[Referring expression grounding data]
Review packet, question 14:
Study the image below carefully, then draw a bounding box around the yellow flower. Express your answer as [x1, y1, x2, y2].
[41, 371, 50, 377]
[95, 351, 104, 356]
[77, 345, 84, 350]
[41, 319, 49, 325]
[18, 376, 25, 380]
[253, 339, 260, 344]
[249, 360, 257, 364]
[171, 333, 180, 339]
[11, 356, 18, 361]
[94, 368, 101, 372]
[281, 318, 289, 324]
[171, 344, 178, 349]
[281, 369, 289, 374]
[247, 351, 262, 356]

TASK DETAILS ▸ Reproduce the whole of the records exactly, so that no line differs from the source above.

RESULT OF THE TASK ▸
Review packet, question 14:
Study the image below carefully, then draw a bounding box around the yellow flower. Express your answer as [x1, y1, x2, y2].
[41, 371, 50, 377]
[95, 351, 104, 356]
[77, 345, 84, 350]
[41, 319, 49, 325]
[18, 376, 25, 380]
[253, 339, 260, 344]
[249, 360, 257, 364]
[171, 333, 180, 339]
[11, 356, 18, 361]
[94, 368, 101, 372]
[281, 318, 289, 324]
[171, 344, 178, 349]
[281, 369, 289, 374]
[247, 351, 262, 356]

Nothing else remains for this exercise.